◆ **The problem**: Convert the data, from its first line through the line containing "point(429, 452)", into a Markdown table with the columns Row and Line, skipping blank lines. Omit the picture.

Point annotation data
* * * * *

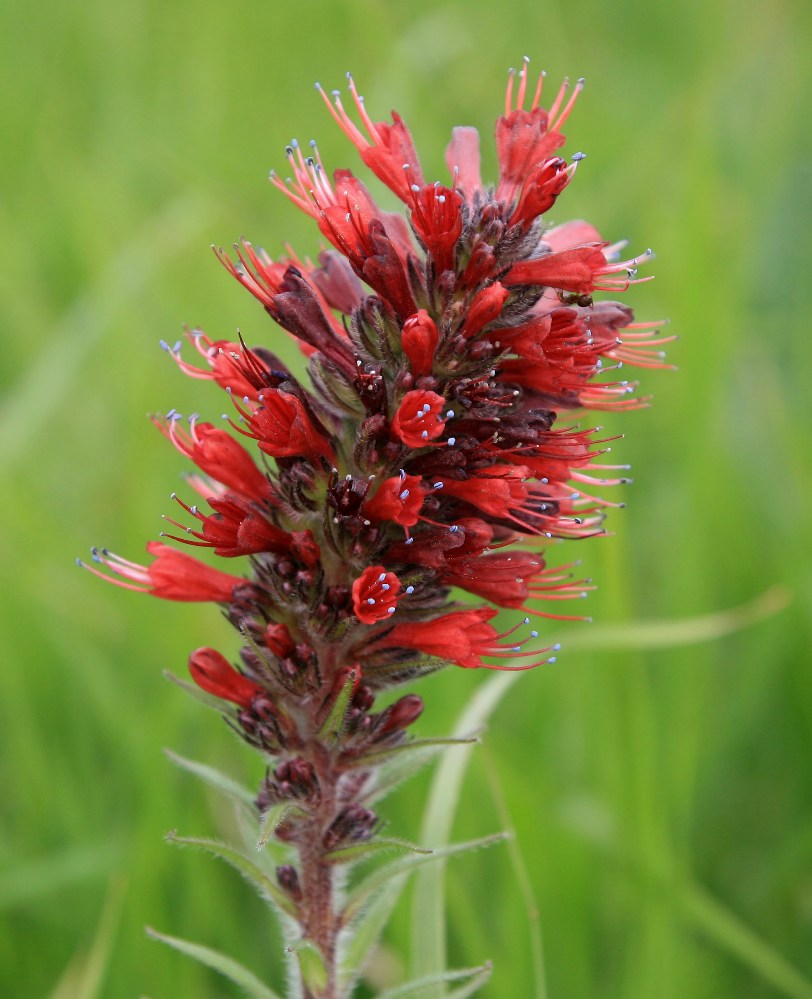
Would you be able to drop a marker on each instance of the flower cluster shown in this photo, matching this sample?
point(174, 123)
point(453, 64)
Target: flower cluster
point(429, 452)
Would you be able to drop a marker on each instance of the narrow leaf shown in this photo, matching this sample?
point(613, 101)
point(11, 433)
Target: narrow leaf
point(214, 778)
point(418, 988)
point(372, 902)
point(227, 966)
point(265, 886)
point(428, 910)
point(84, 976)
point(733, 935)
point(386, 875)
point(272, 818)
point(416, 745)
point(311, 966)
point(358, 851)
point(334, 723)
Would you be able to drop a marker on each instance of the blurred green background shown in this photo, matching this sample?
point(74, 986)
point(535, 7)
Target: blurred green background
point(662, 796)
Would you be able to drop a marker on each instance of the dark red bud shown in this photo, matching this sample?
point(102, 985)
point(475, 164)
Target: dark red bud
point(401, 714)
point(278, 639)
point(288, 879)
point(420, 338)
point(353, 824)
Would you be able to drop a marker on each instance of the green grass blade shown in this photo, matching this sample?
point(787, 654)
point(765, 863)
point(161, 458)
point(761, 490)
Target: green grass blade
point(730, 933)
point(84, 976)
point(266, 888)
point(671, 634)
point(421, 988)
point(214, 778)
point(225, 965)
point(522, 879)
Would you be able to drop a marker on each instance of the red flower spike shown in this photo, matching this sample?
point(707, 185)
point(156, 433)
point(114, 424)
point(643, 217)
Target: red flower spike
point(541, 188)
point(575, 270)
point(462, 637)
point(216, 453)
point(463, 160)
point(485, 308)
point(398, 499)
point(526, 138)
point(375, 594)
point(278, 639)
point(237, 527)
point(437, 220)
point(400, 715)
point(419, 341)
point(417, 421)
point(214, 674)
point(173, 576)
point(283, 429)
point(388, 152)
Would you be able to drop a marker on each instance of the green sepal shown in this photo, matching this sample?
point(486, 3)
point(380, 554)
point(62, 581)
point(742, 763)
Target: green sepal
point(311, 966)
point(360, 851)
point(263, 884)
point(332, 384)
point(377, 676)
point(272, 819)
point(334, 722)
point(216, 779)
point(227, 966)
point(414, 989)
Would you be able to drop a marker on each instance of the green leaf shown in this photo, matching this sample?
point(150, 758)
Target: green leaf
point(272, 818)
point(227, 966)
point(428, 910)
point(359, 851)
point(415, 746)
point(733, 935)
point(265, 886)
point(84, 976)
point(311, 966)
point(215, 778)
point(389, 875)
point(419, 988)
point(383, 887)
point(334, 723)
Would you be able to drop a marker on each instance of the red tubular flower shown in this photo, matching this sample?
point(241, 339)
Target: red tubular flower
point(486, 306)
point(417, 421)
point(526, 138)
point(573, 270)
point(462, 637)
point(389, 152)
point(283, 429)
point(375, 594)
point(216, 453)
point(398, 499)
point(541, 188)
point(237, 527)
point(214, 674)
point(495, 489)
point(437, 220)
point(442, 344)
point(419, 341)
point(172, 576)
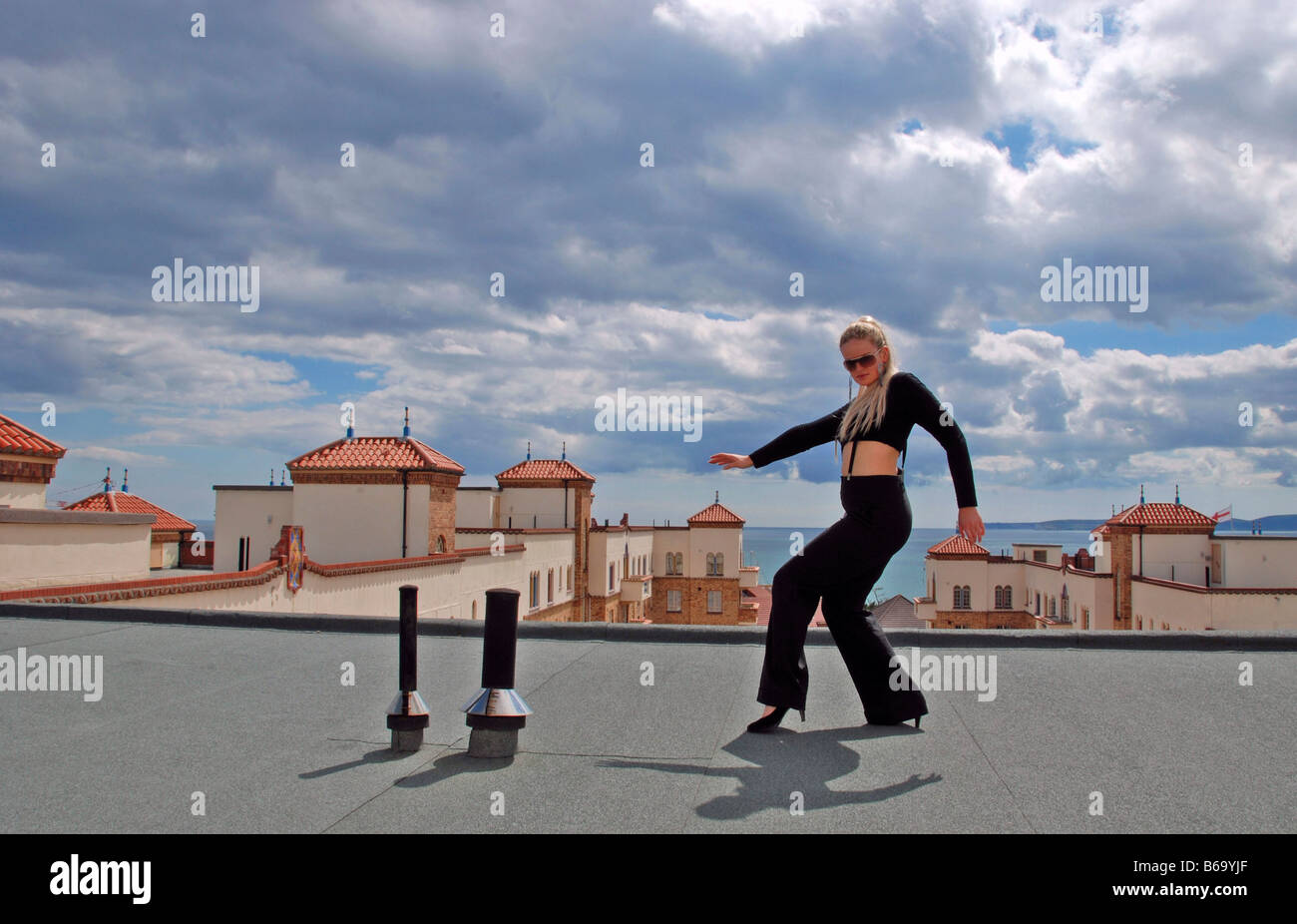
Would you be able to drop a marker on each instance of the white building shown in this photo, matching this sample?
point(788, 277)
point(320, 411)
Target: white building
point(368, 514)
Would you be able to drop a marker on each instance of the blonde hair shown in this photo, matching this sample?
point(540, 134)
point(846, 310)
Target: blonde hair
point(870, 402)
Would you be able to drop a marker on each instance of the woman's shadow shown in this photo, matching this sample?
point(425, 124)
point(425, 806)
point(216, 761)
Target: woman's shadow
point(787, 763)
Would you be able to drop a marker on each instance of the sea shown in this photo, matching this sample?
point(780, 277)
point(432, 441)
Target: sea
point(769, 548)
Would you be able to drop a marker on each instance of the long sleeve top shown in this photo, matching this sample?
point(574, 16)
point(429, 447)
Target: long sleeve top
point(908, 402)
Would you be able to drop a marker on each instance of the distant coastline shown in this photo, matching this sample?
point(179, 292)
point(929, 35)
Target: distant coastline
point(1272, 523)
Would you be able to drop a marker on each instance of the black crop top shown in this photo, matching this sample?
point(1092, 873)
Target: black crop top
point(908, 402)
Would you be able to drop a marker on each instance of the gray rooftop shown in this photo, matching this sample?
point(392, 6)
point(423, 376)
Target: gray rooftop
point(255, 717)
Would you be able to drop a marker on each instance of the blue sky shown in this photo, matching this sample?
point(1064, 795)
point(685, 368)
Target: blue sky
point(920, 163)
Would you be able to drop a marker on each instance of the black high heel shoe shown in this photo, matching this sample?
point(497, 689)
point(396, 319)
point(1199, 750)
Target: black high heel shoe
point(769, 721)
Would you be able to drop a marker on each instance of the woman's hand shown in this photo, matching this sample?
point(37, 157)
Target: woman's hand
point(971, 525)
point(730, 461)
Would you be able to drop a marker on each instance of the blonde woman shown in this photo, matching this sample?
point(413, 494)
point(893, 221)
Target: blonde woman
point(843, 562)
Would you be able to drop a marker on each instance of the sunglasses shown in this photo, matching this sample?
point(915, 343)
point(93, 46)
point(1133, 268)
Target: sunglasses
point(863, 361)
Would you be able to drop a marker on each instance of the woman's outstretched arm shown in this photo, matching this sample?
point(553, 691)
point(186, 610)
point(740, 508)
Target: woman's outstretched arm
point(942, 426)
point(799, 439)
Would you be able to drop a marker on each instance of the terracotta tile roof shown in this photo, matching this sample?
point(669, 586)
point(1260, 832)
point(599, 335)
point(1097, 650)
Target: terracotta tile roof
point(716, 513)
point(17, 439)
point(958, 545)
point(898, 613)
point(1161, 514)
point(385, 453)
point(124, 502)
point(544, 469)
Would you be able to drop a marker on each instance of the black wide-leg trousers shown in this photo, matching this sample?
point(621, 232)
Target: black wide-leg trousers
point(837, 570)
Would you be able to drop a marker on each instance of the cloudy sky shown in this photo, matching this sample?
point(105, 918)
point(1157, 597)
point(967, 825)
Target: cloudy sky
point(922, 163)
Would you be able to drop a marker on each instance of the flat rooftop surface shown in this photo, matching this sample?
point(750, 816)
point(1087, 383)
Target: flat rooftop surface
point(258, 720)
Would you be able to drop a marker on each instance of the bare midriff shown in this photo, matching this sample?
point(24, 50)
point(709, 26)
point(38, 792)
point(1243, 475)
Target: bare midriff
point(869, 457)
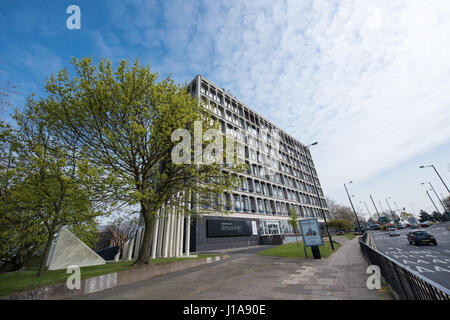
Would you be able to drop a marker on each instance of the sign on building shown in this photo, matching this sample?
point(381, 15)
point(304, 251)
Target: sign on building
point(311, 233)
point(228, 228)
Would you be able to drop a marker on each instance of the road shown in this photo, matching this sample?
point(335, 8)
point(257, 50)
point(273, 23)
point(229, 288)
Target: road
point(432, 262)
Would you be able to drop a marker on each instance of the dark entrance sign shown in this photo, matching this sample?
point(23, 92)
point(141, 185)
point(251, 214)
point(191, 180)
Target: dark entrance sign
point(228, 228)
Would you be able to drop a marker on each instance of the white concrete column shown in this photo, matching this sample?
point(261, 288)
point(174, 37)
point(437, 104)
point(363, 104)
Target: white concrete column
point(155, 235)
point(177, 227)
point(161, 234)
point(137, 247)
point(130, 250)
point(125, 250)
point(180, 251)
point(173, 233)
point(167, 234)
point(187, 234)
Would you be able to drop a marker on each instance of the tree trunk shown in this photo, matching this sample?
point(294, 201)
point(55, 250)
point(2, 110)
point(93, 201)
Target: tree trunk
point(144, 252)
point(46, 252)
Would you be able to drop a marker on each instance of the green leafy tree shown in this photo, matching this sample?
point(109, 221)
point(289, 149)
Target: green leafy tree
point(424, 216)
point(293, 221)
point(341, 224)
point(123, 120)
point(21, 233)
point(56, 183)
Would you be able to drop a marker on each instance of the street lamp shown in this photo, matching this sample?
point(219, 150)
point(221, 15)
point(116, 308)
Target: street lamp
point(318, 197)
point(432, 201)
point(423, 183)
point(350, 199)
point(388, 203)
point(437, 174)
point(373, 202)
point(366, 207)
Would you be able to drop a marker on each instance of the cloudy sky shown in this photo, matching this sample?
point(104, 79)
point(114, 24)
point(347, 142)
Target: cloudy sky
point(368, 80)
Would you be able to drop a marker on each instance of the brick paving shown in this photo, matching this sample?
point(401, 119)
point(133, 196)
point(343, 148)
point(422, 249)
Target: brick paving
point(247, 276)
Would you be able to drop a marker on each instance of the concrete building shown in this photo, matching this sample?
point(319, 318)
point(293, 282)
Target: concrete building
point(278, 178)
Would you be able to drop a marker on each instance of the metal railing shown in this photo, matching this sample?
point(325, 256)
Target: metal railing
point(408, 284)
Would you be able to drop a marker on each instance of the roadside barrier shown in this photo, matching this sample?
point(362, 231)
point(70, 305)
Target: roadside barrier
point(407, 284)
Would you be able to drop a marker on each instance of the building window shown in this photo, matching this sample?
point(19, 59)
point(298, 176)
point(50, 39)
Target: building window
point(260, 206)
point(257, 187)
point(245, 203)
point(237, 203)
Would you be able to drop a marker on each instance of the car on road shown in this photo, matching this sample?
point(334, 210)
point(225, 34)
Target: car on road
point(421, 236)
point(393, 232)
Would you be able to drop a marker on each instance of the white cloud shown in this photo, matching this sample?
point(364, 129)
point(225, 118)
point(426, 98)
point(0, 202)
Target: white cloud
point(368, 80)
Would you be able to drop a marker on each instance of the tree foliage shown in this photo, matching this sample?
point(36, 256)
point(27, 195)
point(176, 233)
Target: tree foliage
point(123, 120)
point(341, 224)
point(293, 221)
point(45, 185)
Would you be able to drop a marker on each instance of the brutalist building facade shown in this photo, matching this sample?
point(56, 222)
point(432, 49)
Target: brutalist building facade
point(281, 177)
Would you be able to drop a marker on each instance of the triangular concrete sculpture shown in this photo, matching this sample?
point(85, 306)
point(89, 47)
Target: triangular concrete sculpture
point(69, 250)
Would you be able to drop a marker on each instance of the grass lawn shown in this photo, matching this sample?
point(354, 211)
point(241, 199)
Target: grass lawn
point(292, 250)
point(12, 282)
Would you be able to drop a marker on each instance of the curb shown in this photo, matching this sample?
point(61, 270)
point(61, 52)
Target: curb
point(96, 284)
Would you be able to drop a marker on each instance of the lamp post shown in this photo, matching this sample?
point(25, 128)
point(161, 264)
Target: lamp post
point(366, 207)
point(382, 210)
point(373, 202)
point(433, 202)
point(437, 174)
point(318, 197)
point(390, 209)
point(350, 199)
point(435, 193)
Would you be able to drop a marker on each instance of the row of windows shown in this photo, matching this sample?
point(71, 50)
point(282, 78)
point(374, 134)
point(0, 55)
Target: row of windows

* * * * *

◆ **Written reply**:
| Row | Line |
|---|---|
| 1 | Would you be able to drop a marker on each instance of the flower cluster shown in this photo, matching this sample? |
| 2 | point(174, 123) |
| 3 | point(453, 64) |
| 4 | Target: flower cluster |
| 5 | point(429, 452) |